*ページ抜粋*:
説明

厚銅シート、それを用いたプリント配線板

【課題】プリント配線板の製造時に、絶縁基板との間の接着力が大きく、また接着の安定性も確保することができ、放熱特性や大電流通電が要求されるプリント配線板の製造に用いて好適な厚銅シートを提供する。
【解決手段】純CuまたはCu合金から成る圧延シートと、圧延シートの片面または両面に形成され、粒径2μm未満の金属粒子(1)および粒径2μm以上の金属粒子(2)が混在した状態で付着して成る粒子付着面とを備えている厚銅シート。

【発明の詳細な説明】
【0001】
【発明の属する技術分野】
本発明は厚銅シートとそれを用いたプリント配線板に関し、更に詳しくは、プリント配線板の製造時に、絶縁基板との間で大きな接着力を発揮し、かつ安定した接着状態を実現することができるような新規な表面構造を備えていて、例えば放熱性や大電流通電が要求されるプリント配線板の導体回路を形成するときに用いて有効な厚銅シートに関する。
【0002】
【従来の技術】
プリント配線板の製造に際しては、まず絶縁基板の表面に所定厚みの銅箔を重ね合わせたのち熱圧プレスして銅張り積層板を製造し、ついでその銅箔にフォトリソグラフィーとエッチング処理を行って所定パターンの導体回路を形成する。
その場合の銅箔としては、通常、電解銅箔が使用されているが、高屈曲性が要求されるフレキシブル基板用の銅箔には、厚みが12〜35μmの圧延銅箔を使用することが多い。
【0003】
また、最近では、例えば金属コア基板のように大電流を通電するプリント配線板や、LEDが搭載されて優れた放熱性が要求されるプリント配線板(放熱基板)の製造には、厚みが0.2〜3mm程度の厚銅シートが使用されるようになってきた。そして、このような厚みの厚銅シートとしては、一般に、電解銅箔ではなく圧延法で製造された圧延シートが使用されている。

コレクション項目
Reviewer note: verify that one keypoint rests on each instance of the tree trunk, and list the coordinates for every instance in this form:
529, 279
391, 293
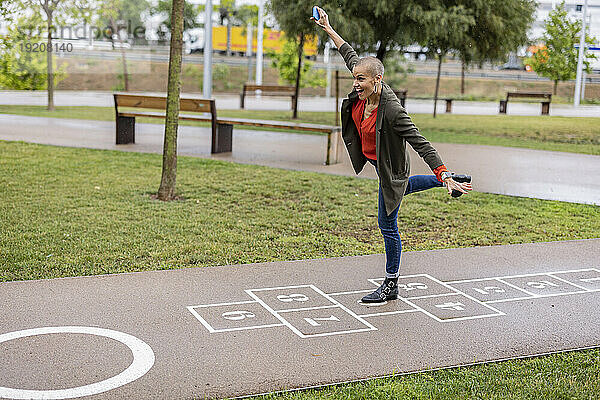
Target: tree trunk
297, 92
166, 190
462, 79
116, 30
437, 85
228, 52
49, 66
381, 50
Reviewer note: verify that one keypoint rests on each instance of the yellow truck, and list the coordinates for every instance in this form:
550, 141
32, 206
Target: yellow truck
273, 41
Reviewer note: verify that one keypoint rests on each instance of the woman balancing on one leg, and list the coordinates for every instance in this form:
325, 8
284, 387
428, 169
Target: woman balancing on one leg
375, 128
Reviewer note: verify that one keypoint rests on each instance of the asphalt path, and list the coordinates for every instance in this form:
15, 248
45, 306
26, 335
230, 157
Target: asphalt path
232, 102
511, 171
248, 329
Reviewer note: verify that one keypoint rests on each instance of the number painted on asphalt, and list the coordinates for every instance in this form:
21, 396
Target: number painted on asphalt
489, 289
292, 297
451, 306
541, 284
313, 321
412, 286
590, 279
237, 315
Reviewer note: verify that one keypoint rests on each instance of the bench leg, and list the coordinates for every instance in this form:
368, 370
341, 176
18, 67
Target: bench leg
293, 102
125, 130
334, 141
503, 106
545, 108
222, 139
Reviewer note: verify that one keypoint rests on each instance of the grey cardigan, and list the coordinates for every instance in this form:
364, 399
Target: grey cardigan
394, 129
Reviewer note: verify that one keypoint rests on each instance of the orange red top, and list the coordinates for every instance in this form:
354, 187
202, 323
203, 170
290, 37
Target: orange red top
366, 128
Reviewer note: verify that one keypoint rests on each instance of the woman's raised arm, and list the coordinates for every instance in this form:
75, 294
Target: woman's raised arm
347, 52
323, 22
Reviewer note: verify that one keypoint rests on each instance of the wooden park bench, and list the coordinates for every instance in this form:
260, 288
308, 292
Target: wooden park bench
221, 128
268, 90
546, 99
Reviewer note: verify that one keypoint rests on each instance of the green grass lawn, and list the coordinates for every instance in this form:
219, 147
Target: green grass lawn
71, 212
576, 135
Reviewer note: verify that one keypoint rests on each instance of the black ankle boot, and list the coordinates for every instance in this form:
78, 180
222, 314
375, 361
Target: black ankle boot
387, 291
461, 179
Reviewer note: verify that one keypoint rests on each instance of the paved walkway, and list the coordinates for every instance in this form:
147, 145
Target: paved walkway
517, 172
247, 329
232, 102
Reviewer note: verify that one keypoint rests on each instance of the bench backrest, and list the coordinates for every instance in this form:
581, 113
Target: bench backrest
270, 88
536, 95
160, 103
400, 93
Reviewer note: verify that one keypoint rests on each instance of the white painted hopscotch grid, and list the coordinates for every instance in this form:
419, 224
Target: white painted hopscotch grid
318, 320
309, 312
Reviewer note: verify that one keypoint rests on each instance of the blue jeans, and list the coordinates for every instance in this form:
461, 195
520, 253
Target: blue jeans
388, 224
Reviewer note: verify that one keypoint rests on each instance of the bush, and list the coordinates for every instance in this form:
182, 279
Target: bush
21, 69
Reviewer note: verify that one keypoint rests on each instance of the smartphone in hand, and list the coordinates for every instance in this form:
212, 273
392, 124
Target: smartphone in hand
316, 15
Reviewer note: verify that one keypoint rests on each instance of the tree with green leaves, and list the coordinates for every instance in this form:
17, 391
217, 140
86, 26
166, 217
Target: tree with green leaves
164, 8
446, 27
168, 180
51, 10
293, 16
557, 59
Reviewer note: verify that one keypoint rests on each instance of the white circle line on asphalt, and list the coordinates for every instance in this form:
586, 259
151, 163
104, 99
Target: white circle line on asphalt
143, 360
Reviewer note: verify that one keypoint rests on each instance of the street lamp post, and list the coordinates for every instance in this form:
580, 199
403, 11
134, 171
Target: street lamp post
207, 81
580, 59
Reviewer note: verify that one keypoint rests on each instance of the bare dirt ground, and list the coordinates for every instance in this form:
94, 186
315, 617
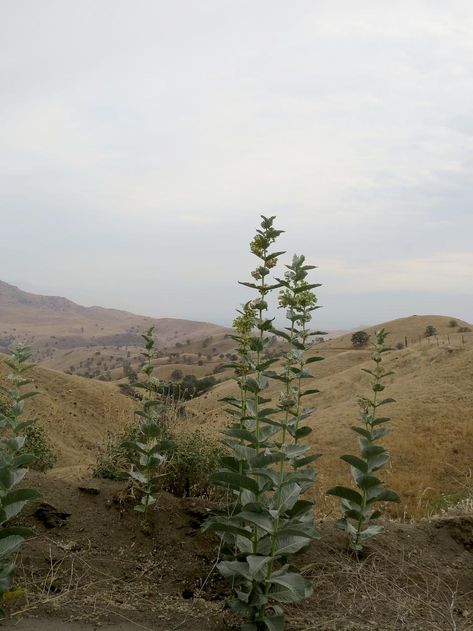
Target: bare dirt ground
91, 566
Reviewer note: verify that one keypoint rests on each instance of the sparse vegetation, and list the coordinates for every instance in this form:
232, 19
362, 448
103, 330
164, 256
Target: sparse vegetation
195, 456
360, 339
38, 445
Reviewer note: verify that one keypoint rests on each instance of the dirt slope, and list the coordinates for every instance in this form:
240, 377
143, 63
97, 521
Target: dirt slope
92, 566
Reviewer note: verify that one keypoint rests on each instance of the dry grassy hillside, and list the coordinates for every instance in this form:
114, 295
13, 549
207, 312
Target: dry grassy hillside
96, 342
55, 322
76, 414
432, 439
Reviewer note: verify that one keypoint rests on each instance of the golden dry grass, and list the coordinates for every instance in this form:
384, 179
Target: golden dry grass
76, 414
431, 443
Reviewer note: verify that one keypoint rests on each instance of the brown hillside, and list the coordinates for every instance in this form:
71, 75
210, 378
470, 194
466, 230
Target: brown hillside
432, 439
33, 316
76, 414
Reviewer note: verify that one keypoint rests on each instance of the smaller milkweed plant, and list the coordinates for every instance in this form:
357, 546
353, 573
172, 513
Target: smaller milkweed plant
358, 506
269, 467
13, 466
148, 446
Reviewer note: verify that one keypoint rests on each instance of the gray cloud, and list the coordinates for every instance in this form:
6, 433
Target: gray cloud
139, 142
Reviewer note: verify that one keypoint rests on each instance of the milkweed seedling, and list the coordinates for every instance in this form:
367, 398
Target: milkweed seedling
359, 515
148, 450
13, 468
268, 467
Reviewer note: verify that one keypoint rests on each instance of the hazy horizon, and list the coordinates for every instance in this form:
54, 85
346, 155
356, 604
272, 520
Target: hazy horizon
140, 142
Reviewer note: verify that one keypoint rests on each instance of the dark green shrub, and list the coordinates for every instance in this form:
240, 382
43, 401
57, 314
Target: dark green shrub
195, 456
113, 460
360, 339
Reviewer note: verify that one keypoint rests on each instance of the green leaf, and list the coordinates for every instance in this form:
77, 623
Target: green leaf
290, 544
295, 587
356, 462
261, 520
388, 496
346, 494
234, 481
257, 563
231, 569
366, 482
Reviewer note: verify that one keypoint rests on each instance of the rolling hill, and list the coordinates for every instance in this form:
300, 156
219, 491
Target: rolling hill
432, 424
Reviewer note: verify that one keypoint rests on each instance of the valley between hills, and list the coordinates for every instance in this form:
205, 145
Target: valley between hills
86, 358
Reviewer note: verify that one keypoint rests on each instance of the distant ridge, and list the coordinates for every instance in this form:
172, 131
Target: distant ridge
33, 316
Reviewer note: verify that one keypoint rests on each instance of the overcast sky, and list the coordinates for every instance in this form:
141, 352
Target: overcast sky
140, 140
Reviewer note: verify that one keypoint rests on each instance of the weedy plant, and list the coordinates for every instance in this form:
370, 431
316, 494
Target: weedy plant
148, 449
13, 467
268, 469
358, 506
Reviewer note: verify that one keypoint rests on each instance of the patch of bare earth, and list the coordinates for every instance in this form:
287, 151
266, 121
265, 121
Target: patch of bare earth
91, 565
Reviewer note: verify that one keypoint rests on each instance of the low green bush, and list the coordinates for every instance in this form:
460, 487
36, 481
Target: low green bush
195, 456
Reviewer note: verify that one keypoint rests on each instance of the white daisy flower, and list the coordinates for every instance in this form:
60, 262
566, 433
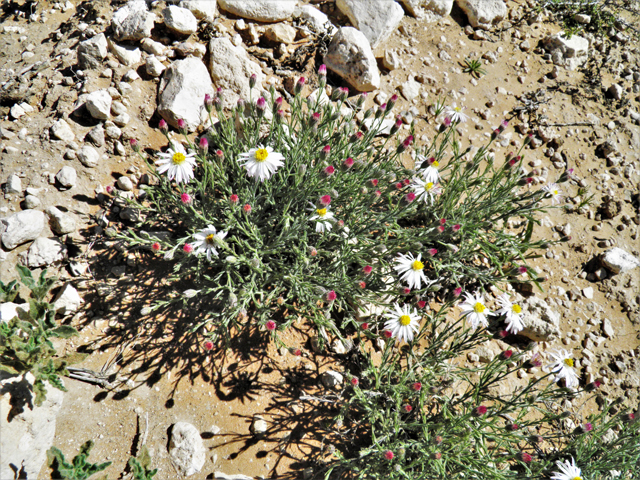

*作業指示*: 厚銅シートに関する文書で【】に囲まれた見出しのうち、段落番号ではないものを出現順にすべて挙げよ。 厚銅シートに関する文書の記述だけを根拠にすること。

*解答*: 課題、解決手段、発明の詳細な説明、発明の属する技術分野、従来の技術